→ Stated problem
Rewrite every one of the records below as a numbered list, leaving out any blank lines.

(Dataset items)
|---|
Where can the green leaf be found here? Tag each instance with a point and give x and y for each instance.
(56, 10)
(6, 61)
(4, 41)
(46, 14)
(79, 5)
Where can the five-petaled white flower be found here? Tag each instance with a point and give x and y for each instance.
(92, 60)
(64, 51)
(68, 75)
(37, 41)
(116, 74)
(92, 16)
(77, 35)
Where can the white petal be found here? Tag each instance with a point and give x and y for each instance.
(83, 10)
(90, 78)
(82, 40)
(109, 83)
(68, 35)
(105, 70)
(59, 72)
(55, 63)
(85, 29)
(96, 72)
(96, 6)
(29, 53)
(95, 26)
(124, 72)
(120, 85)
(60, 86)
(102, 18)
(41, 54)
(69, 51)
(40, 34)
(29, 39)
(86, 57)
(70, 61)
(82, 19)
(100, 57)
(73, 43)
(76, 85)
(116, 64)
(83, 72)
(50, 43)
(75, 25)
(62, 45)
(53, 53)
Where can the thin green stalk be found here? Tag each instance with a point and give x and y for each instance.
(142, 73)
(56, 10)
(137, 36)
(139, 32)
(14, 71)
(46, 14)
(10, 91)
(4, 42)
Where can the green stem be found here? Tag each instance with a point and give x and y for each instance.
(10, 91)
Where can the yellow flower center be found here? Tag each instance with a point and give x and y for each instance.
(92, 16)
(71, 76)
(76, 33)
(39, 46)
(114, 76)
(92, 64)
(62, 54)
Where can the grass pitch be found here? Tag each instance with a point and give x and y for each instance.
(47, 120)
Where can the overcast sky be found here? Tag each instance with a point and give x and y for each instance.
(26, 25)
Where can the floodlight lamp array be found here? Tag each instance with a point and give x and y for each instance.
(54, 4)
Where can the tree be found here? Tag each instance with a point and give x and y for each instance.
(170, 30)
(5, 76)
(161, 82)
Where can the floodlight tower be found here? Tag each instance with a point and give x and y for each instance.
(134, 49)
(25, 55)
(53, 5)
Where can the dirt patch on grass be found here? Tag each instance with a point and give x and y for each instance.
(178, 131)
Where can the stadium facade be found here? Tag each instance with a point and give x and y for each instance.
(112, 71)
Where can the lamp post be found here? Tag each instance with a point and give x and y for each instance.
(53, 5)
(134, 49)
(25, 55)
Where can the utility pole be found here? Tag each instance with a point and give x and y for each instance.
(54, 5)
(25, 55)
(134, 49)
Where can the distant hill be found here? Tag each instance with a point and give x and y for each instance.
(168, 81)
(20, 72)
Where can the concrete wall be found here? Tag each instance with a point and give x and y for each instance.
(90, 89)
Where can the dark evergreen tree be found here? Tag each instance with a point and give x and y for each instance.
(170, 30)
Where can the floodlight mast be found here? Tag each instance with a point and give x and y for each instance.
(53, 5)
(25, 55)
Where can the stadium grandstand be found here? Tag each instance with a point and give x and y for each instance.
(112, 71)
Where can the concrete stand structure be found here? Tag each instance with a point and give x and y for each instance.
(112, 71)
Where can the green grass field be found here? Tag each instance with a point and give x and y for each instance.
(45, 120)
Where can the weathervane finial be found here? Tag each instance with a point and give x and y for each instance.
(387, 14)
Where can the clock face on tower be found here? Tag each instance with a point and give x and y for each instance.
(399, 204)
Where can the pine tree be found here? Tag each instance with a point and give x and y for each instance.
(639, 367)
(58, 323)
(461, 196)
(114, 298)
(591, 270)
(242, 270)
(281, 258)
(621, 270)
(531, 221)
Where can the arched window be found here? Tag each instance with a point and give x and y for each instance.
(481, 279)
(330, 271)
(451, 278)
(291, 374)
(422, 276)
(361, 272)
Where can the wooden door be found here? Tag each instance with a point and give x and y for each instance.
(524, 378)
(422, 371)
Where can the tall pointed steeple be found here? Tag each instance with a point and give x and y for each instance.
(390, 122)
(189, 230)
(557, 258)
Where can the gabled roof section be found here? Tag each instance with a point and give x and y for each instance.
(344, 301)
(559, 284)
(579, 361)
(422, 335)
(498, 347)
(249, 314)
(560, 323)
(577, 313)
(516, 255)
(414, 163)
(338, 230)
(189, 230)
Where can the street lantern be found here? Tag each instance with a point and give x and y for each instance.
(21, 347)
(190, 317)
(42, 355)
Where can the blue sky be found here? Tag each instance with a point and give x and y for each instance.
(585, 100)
|---|
→ Exercise solution
1. Where can the green leaf be found here? Tag each instance with a point and give x and y for each instance.
2. (56, 10)
3. (6, 61)
4. (4, 41)
5. (46, 14)
6. (79, 5)
7. Where can the five-petaled white flower be found here? Tag each instance with a point and give x and y for each instance.
8. (92, 60)
9. (64, 51)
10. (68, 75)
11. (37, 41)
12. (116, 74)
13. (92, 16)
14. (77, 35)
15. Where can the white petal be found here? Tag each instance with a point and give x and y for each instance.
16. (83, 10)
17. (90, 78)
18. (82, 40)
19. (109, 83)
20. (68, 35)
21. (105, 70)
22. (59, 72)
23. (55, 63)
24. (85, 29)
25. (96, 72)
26. (96, 6)
27. (29, 53)
28. (95, 26)
29. (124, 72)
30. (120, 85)
31. (60, 86)
32. (102, 18)
33. (41, 54)
34. (69, 51)
35. (40, 34)
36. (29, 39)
37. (86, 57)
38. (70, 61)
39. (82, 19)
40. (100, 57)
41. (73, 43)
42. (76, 85)
43. (116, 64)
44. (83, 72)
45. (50, 43)
46. (75, 25)
47. (62, 45)
48. (53, 53)
49. Where can the thin green stalk be found here? Tag each instance with a point and give x and y for each instance.
50. (142, 73)
51. (56, 10)
52. (137, 36)
53. (139, 32)
54. (14, 71)
55. (46, 14)
56. (10, 91)
57. (4, 42)
58. Where can the green stem be found here? Tag each instance with a point and give x and y for each instance.
59. (10, 91)
60. Where can the yellow flower center be found here? Tag each instance with a point and give x and y for each instance.
61. (92, 16)
62. (71, 76)
63. (76, 33)
64. (39, 46)
65. (114, 76)
66. (92, 64)
67. (62, 54)
68. Where can the grass pitch be found here? Tag each instance with a point and give x and y for each instance.
69. (47, 120)
70. Where can the overcast sky be found here? Tag each instance with a point and give x and y for each instance.
71. (26, 25)
72. Where can the floodlight lamp array be found here? Tag each instance with a point and give x and y for each instance.
73. (54, 4)
74. Where can the tree be found here? Tag each instance with a point and give x and y for each instance.
75. (170, 30)
76. (5, 76)
77. (161, 82)
78. Where can the floodlight tower be found here? Tag each instance with a point and give x and y for each instance.
79. (134, 49)
80. (25, 55)
81. (53, 5)
82. Where can the dirt patch on grass be found here? Tag each instance with a point and give x and y for each instance.
83. (178, 131)
84. Where can the stadium facade be found here? Tag each instance with a point and give x and y for each instance.
85. (112, 71)
86. Where can the lamp post be found here? Tag each instance with a point and give x and y for each instance.
87. (53, 5)
88. (134, 49)
89. (25, 55)
90. Where can the utility pole be found here? Tag each instance with a point and give x and y for each instance.
91. (54, 5)
92. (25, 55)
93. (134, 49)
94. Where can the distant hill be found here? Tag each instance with a point and give x and y for each instance.
95. (168, 81)
96. (20, 72)
97. Where can the concrete wall be found here? Tag each instance with a point and give x and y for each instance.
98. (90, 89)
99. Where can the dark evergreen tree be found here? Tag each instance with a point and give x and y for each instance.
100. (170, 30)
101. Where can the floodlight mast be found here? Tag each instance with a point and give x and y for each instance.
102. (53, 5)
103. (25, 55)
104. Where can the stadium grandstand be found here? Tag each instance with a point and give x and y for each instance.
105. (112, 71)
106. Where can the concrete stand structure be found here? Tag each instance with a point and give x and y for each instance.
107. (112, 71)
108. Where can the green grass field be found here? Tag each instance with a point and give x and y for each instance.
109. (45, 120)
110. Where can the weathervane finial be found here? Tag each instance with a point and give x and y for each instance.
111. (387, 14)
112. Where can the clock face on tower be found here? Tag each instance with a point and give x and y for each instance.
113. (399, 204)
114. Where can the pine tree be found here? Tag each instance with a point and give x and y for each instance.
115. (639, 367)
116. (58, 323)
117. (461, 196)
118. (114, 298)
119. (591, 270)
120. (242, 270)
121. (281, 258)
122. (621, 270)
123. (531, 221)
124. Where can the arched window be found here? Tag each instance with a point and give x and y for each instance.
125. (481, 279)
126. (330, 271)
127. (451, 278)
128. (291, 374)
129. (422, 276)
130. (361, 272)
131. Where can the wooden door be found here? Tag each instance with a point and give x and y for each instance.
132. (524, 378)
133. (422, 371)
134. Where can the tall pointed steeple be found here? Tag each instance with a point and give x and y for each instance.
135. (390, 122)
136. (189, 230)
137. (557, 258)
138. Where can the gabled roof section be found here? Tag each instance with a point and give x and y for each instance.
139. (344, 301)
140. (559, 284)
141. (579, 361)
142. (422, 335)
143. (498, 347)
144. (249, 314)
145. (560, 323)
146. (577, 313)
147. (516, 255)
148. (414, 163)
149. (338, 230)
150. (189, 230)
151. Where can the street lantern be found here? Tag each instance with a point and give x and y for each instance.
152. (21, 347)
153. (190, 317)
154. (42, 355)
155. Where can the blue sky be found here? Tag each instance with a point and give x and y for each instance.
156. (585, 100)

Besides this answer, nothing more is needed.